● **WRITTEN EXERCISE**:
Filter the records below and copy out each line that contains the word "hazy", matching its case exactly.

>>>>

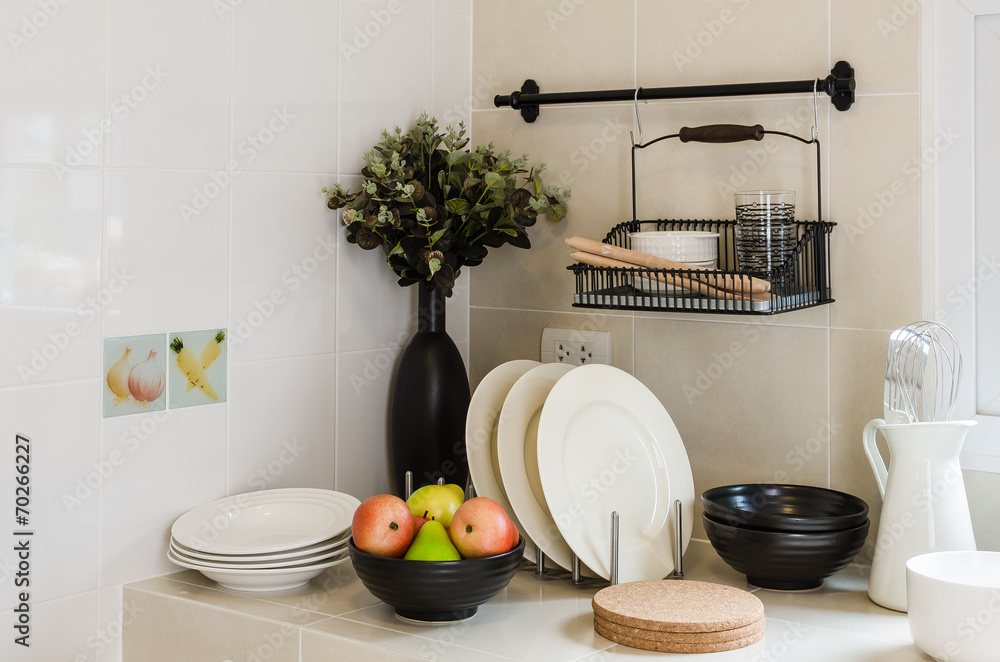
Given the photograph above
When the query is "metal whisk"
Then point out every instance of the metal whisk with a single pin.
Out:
(923, 369)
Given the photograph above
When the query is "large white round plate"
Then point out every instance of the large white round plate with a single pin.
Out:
(481, 435)
(265, 522)
(605, 443)
(275, 579)
(517, 452)
(259, 565)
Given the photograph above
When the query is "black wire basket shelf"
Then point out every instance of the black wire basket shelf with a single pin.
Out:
(802, 281)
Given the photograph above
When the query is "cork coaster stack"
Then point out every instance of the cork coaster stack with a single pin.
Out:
(678, 616)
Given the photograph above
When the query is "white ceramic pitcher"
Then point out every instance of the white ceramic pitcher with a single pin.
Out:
(924, 507)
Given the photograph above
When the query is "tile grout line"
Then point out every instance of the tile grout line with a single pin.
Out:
(229, 243)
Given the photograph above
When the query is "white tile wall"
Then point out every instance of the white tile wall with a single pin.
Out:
(160, 170)
(284, 284)
(281, 428)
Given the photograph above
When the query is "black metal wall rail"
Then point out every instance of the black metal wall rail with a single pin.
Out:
(839, 86)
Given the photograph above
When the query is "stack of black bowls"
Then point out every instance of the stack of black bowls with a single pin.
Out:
(785, 537)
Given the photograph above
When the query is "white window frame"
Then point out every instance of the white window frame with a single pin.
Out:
(948, 197)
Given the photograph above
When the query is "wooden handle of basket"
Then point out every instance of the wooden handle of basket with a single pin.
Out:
(677, 281)
(721, 133)
(732, 283)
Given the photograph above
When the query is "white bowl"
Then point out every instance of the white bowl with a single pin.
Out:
(953, 605)
(265, 522)
(679, 246)
(273, 579)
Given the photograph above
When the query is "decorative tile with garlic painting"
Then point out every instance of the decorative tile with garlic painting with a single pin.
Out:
(135, 377)
(197, 367)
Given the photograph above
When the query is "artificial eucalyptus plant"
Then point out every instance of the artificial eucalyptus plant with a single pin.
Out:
(433, 206)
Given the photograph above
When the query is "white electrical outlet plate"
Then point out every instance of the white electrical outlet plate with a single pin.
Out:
(575, 346)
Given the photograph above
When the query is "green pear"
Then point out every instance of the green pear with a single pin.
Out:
(432, 544)
(436, 502)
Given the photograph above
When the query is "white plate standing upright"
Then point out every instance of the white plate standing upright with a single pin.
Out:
(605, 443)
(481, 435)
(517, 452)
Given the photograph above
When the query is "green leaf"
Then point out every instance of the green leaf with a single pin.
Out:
(458, 206)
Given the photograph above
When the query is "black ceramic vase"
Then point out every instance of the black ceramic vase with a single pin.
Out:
(430, 400)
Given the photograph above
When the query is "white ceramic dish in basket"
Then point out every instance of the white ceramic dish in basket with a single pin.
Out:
(677, 245)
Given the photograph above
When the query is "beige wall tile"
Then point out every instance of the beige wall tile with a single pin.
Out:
(504, 335)
(731, 41)
(587, 149)
(857, 380)
(874, 198)
(320, 647)
(167, 629)
(982, 489)
(563, 46)
(750, 401)
(880, 40)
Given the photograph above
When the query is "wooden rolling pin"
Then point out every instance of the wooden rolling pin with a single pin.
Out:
(734, 283)
(669, 279)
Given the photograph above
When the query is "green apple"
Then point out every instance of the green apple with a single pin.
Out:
(432, 544)
(436, 502)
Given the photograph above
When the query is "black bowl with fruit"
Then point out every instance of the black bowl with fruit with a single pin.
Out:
(435, 591)
(434, 558)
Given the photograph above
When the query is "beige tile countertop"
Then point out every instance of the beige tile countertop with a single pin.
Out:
(184, 616)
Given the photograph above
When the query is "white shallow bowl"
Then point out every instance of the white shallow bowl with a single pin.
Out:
(265, 522)
(333, 544)
(679, 246)
(953, 605)
(276, 579)
(260, 565)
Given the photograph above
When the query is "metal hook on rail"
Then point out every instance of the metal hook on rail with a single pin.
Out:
(638, 121)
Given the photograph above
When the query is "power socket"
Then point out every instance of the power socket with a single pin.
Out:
(575, 346)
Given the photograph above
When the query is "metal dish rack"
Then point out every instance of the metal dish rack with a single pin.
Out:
(802, 281)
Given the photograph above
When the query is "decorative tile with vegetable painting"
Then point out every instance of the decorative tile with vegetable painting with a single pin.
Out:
(135, 377)
(197, 367)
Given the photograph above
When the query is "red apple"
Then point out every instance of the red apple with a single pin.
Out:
(480, 527)
(383, 526)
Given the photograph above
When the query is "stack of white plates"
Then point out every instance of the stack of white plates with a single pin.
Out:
(265, 541)
(562, 447)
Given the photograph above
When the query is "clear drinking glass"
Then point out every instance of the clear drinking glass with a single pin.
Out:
(765, 231)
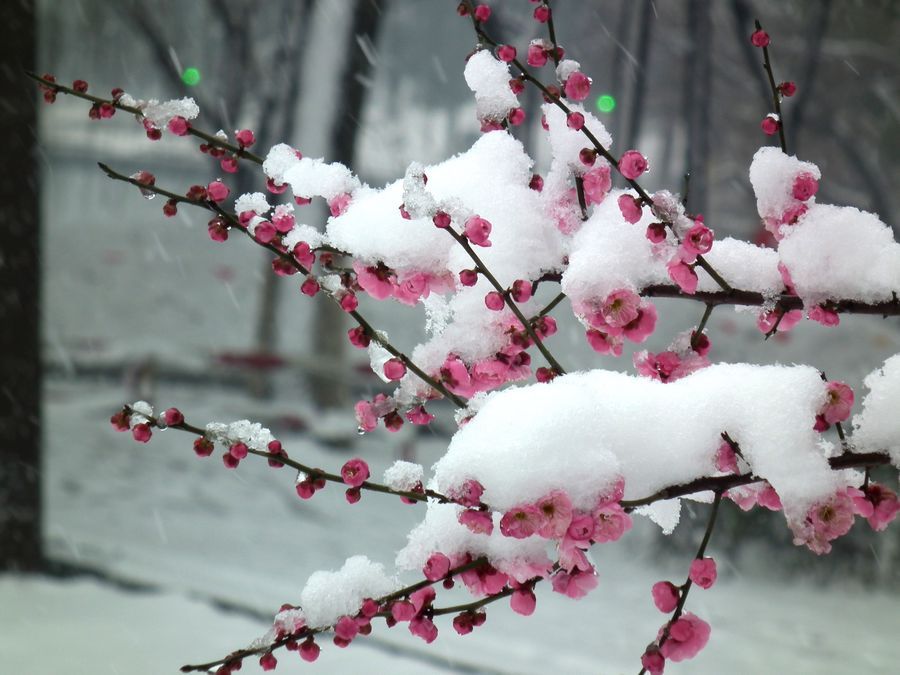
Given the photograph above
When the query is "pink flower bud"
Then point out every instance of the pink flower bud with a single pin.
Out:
(482, 13)
(179, 126)
(577, 86)
(632, 164)
(478, 230)
(703, 572)
(358, 337)
(665, 596)
(494, 301)
(394, 369)
(309, 287)
(217, 191)
(805, 186)
(506, 53)
(575, 121)
(441, 220)
(355, 472)
(141, 432)
(245, 138)
(309, 650)
(770, 124)
(759, 38)
(630, 208)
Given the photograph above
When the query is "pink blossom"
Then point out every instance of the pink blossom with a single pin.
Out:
(683, 275)
(521, 290)
(611, 523)
(537, 55)
(770, 125)
(687, 636)
(418, 415)
(838, 402)
(455, 375)
(309, 650)
(665, 596)
(575, 584)
(577, 86)
(506, 53)
(521, 521)
(557, 511)
(759, 38)
(268, 661)
(826, 317)
(703, 572)
(179, 125)
(468, 494)
(479, 522)
(620, 308)
(245, 138)
(141, 432)
(376, 281)
(604, 343)
(346, 628)
(493, 300)
(885, 506)
(482, 13)
(656, 232)
(478, 230)
(633, 164)
(697, 241)
(309, 287)
(365, 416)
(805, 186)
(173, 417)
(217, 191)
(355, 472)
(597, 183)
(575, 121)
(652, 661)
(523, 601)
(436, 567)
(630, 208)
(394, 369)
(768, 320)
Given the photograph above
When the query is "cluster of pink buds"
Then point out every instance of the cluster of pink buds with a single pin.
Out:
(622, 314)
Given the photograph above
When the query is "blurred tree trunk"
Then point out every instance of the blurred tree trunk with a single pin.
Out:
(329, 345)
(20, 369)
(697, 96)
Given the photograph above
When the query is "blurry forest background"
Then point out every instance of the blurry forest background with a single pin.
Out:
(134, 305)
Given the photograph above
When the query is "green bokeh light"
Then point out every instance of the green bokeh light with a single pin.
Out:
(191, 77)
(606, 103)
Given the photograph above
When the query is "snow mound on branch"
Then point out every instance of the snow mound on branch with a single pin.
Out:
(490, 180)
(489, 79)
(328, 596)
(840, 252)
(877, 427)
(582, 431)
(772, 175)
(440, 531)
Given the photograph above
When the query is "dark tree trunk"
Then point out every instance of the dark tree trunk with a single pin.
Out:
(20, 369)
(328, 340)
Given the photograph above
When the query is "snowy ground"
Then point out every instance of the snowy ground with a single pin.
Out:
(199, 535)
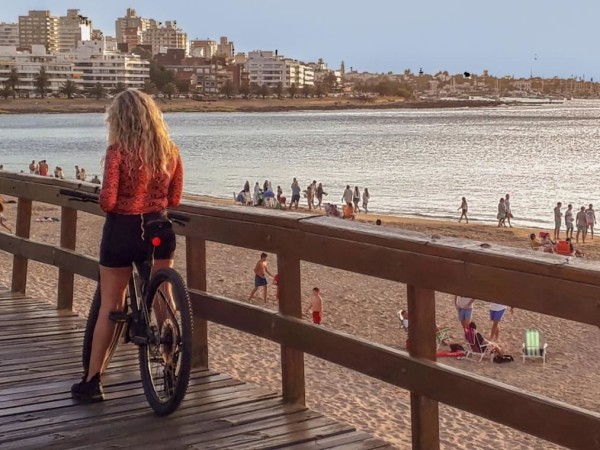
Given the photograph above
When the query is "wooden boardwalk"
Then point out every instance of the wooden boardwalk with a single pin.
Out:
(40, 354)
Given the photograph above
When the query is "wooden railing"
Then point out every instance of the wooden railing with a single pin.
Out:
(426, 264)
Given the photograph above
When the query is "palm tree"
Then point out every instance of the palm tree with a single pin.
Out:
(69, 88)
(98, 91)
(13, 81)
(42, 82)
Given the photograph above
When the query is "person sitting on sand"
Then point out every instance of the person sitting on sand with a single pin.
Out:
(478, 342)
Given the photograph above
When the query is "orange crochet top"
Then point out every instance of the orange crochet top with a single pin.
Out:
(136, 191)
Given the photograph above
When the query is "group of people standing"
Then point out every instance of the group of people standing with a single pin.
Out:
(42, 168)
(314, 193)
(584, 220)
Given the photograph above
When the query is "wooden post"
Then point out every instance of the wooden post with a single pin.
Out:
(422, 344)
(290, 303)
(195, 254)
(68, 239)
(22, 229)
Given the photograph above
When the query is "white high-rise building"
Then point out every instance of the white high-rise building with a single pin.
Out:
(270, 69)
(9, 34)
(73, 28)
(101, 62)
(29, 64)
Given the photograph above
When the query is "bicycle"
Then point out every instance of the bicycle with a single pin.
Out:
(157, 318)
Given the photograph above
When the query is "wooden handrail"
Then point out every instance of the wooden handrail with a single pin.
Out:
(427, 264)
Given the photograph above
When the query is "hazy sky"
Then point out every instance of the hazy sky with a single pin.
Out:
(510, 37)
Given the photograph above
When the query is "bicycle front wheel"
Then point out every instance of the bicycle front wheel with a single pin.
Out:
(166, 360)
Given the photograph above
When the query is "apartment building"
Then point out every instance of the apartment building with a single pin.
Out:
(225, 48)
(101, 62)
(270, 69)
(9, 34)
(38, 28)
(73, 28)
(203, 48)
(162, 37)
(129, 28)
(29, 64)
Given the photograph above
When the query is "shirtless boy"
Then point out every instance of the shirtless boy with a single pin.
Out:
(260, 276)
(316, 306)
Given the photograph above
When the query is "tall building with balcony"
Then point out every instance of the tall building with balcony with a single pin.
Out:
(129, 28)
(29, 64)
(101, 62)
(164, 37)
(73, 28)
(225, 48)
(9, 34)
(270, 69)
(203, 48)
(38, 28)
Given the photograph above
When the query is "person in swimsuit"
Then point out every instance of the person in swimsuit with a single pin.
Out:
(260, 276)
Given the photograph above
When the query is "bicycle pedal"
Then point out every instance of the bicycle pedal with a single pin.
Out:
(120, 317)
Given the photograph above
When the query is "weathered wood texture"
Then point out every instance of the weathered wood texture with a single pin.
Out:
(518, 278)
(40, 356)
(563, 424)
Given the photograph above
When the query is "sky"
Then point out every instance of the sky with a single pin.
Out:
(511, 37)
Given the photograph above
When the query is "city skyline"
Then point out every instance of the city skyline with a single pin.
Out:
(543, 38)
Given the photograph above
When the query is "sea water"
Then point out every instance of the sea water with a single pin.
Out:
(415, 162)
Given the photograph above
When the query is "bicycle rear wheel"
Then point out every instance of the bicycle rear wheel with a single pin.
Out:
(166, 360)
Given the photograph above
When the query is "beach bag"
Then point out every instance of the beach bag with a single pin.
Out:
(499, 359)
(456, 348)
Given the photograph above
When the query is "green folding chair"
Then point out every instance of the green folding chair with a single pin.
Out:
(532, 347)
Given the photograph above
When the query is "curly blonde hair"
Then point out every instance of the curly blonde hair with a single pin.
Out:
(136, 125)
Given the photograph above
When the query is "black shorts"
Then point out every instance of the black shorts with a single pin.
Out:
(122, 242)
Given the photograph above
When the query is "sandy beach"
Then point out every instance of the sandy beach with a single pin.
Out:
(84, 105)
(366, 307)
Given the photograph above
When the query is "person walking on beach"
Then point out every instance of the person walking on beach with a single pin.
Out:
(347, 196)
(295, 194)
(501, 216)
(143, 176)
(366, 197)
(590, 218)
(3, 219)
(43, 168)
(557, 220)
(315, 306)
(581, 224)
(464, 209)
(319, 194)
(508, 210)
(464, 308)
(356, 199)
(260, 277)
(569, 219)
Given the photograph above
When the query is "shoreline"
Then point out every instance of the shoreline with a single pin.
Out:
(77, 105)
(364, 307)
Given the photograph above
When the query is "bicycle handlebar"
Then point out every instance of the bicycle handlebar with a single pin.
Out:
(178, 218)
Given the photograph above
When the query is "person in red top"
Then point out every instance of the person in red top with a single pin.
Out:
(143, 176)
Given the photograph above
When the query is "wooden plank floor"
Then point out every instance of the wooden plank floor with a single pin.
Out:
(40, 353)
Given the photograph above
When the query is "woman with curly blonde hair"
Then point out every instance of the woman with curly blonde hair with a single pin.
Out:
(143, 176)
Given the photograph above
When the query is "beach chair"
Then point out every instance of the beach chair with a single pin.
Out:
(477, 348)
(532, 347)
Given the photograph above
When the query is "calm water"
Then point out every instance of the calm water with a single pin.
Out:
(414, 162)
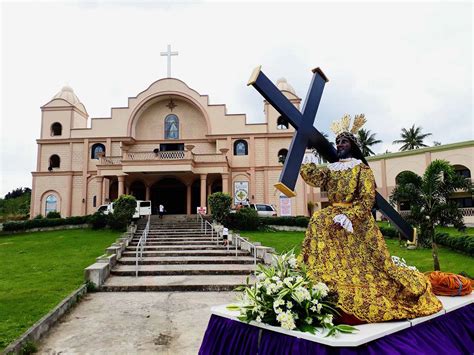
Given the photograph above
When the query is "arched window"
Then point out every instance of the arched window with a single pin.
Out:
(282, 153)
(171, 127)
(282, 123)
(241, 147)
(54, 161)
(96, 149)
(462, 170)
(56, 129)
(51, 204)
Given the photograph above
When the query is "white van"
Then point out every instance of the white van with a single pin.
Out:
(143, 209)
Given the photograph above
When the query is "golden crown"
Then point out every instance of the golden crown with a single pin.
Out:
(344, 123)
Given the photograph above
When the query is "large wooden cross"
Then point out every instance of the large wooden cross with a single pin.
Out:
(307, 136)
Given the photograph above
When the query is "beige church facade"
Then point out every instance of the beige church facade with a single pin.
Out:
(170, 146)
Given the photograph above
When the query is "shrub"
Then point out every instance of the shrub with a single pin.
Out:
(53, 214)
(389, 232)
(124, 208)
(464, 243)
(98, 220)
(298, 221)
(43, 222)
(244, 219)
(219, 204)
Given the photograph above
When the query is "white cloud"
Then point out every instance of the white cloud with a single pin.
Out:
(400, 63)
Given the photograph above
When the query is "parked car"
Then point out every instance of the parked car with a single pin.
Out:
(264, 210)
(143, 209)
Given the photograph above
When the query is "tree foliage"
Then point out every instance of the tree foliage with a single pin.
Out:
(429, 198)
(411, 138)
(18, 192)
(219, 204)
(367, 139)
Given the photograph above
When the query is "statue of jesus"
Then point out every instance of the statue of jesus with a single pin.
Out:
(344, 248)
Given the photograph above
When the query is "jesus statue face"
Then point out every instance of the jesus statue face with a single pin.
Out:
(344, 148)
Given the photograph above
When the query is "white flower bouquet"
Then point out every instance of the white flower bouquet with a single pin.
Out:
(283, 295)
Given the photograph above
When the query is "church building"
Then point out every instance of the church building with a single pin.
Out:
(167, 145)
(170, 146)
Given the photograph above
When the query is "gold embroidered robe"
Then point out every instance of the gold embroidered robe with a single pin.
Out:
(358, 265)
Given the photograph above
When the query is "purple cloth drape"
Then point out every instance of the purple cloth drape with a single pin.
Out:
(451, 334)
(225, 336)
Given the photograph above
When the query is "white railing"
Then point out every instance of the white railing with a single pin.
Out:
(209, 158)
(205, 225)
(252, 246)
(165, 155)
(235, 237)
(141, 245)
(110, 160)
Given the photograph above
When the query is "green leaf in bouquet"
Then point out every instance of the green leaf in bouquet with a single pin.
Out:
(244, 319)
(331, 331)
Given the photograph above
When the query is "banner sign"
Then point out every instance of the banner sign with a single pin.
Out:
(285, 206)
(241, 192)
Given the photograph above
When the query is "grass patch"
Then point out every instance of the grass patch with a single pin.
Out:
(439, 229)
(450, 260)
(38, 270)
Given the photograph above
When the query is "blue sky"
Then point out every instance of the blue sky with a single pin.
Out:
(399, 63)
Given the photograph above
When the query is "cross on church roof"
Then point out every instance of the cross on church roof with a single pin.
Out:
(168, 54)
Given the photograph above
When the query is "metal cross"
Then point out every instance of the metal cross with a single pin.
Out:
(307, 136)
(168, 54)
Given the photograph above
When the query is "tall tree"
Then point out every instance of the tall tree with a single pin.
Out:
(428, 196)
(411, 138)
(367, 139)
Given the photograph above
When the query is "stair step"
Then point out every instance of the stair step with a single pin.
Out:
(174, 283)
(197, 269)
(179, 247)
(173, 260)
(187, 253)
(179, 242)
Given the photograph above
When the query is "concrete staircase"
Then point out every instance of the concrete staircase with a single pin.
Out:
(178, 256)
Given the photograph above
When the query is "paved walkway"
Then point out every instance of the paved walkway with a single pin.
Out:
(135, 323)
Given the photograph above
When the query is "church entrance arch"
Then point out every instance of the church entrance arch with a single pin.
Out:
(138, 189)
(171, 193)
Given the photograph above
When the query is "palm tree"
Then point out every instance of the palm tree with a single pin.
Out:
(428, 196)
(366, 140)
(412, 138)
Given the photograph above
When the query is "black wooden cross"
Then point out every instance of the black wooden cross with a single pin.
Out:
(307, 136)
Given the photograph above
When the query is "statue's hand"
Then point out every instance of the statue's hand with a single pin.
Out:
(343, 222)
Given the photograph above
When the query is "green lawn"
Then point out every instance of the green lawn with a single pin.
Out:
(450, 260)
(449, 230)
(38, 270)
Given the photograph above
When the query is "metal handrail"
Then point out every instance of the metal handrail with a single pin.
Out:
(204, 225)
(141, 245)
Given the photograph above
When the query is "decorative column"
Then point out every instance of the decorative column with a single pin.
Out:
(188, 199)
(121, 182)
(105, 190)
(203, 190)
(100, 183)
(225, 183)
(147, 192)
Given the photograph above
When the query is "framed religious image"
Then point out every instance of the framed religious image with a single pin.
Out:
(241, 192)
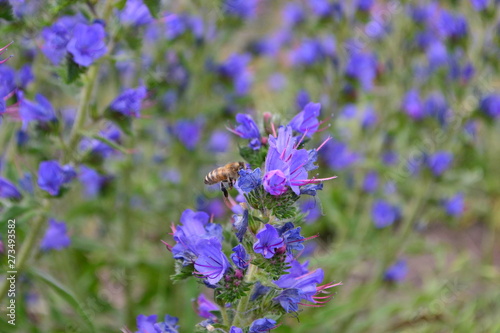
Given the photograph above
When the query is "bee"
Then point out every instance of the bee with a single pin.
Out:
(226, 174)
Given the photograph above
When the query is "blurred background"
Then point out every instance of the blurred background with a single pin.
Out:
(409, 92)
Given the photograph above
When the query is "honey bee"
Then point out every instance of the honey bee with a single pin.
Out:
(226, 174)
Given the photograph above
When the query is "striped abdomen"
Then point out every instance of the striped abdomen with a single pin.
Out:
(216, 176)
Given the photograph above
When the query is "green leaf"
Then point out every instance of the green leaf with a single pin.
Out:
(66, 294)
(153, 6)
(73, 70)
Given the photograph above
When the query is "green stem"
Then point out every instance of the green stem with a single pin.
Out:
(81, 113)
(243, 304)
(27, 247)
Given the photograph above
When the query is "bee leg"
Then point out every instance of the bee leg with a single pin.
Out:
(223, 189)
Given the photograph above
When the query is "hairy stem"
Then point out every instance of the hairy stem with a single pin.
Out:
(241, 310)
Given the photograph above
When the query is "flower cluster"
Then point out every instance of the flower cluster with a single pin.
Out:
(263, 277)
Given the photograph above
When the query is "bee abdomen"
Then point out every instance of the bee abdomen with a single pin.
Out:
(212, 177)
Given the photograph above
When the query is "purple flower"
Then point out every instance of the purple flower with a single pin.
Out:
(302, 99)
(235, 329)
(384, 214)
(300, 278)
(41, 110)
(9, 190)
(204, 306)
(240, 256)
(490, 105)
(480, 5)
(56, 38)
(397, 272)
(364, 5)
(188, 132)
(245, 9)
(219, 142)
(148, 324)
(289, 299)
(268, 241)
(454, 206)
(241, 224)
(275, 182)
(362, 67)
(306, 121)
(56, 237)
(129, 102)
(211, 262)
(370, 182)
(175, 26)
(87, 43)
(311, 208)
(135, 13)
(439, 162)
(51, 176)
(91, 180)
(412, 105)
(249, 180)
(292, 237)
(262, 325)
(247, 129)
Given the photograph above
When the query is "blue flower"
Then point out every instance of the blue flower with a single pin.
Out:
(397, 272)
(205, 306)
(56, 237)
(439, 162)
(91, 180)
(240, 256)
(135, 13)
(384, 214)
(245, 9)
(219, 142)
(412, 105)
(306, 121)
(292, 237)
(235, 329)
(454, 206)
(249, 180)
(56, 38)
(490, 105)
(268, 241)
(41, 110)
(9, 190)
(275, 182)
(211, 262)
(262, 325)
(241, 224)
(87, 44)
(289, 299)
(480, 5)
(148, 324)
(51, 176)
(370, 182)
(129, 102)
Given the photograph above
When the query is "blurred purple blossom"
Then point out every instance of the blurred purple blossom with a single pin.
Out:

<<<<

● **COMPLETE RESPONSE**:
When the query is "hazy sky"
Then point out every instance of the hazy sky with a single pin.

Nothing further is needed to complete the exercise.